### Challenge
Identify each line in the material below that contains the string "precise", and copy those lines verbatim.

### Supplied data
◆ ◆ ◆ ◆ ◆ ◆ ◆

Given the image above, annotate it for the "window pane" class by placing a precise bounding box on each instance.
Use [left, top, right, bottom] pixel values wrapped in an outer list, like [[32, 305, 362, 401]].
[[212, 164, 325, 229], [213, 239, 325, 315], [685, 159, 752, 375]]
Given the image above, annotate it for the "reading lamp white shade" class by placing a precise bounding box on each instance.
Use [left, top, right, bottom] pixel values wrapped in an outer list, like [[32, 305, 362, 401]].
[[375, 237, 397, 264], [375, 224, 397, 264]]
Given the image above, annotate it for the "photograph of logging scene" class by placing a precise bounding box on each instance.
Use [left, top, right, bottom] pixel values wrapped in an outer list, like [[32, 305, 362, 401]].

◆ ◆ ◆ ◆ ◆ ◆ ◆

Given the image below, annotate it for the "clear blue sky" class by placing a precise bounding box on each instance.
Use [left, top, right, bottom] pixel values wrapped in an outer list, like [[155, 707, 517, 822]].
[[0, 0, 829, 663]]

◆ ◆ ◆ ◆ ◆ ◆ ◆

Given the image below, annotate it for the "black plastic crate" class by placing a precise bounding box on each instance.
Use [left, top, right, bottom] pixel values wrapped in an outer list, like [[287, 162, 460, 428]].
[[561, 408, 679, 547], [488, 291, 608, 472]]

◆ ◆ ◆ ◆ ◆ ◆ ◆

### Final answer
Given the image above, annotate it for the "window pane" class by placing a precise bounding box on each instance.
Given the image above, annotate it for the "reading lamp white shade" class by placing a precise bounding box on each instance.
Given the image above, annotate it for the "photograph of logging scene" class by placing a precise bounding box on each instance.
Given the image below, annotate it for the "clear blue sky" class by placing a precise bounding box on each instance.
Given the image below, annotate it for the "black plastic crate" class by placing a precise bounding box on each instance.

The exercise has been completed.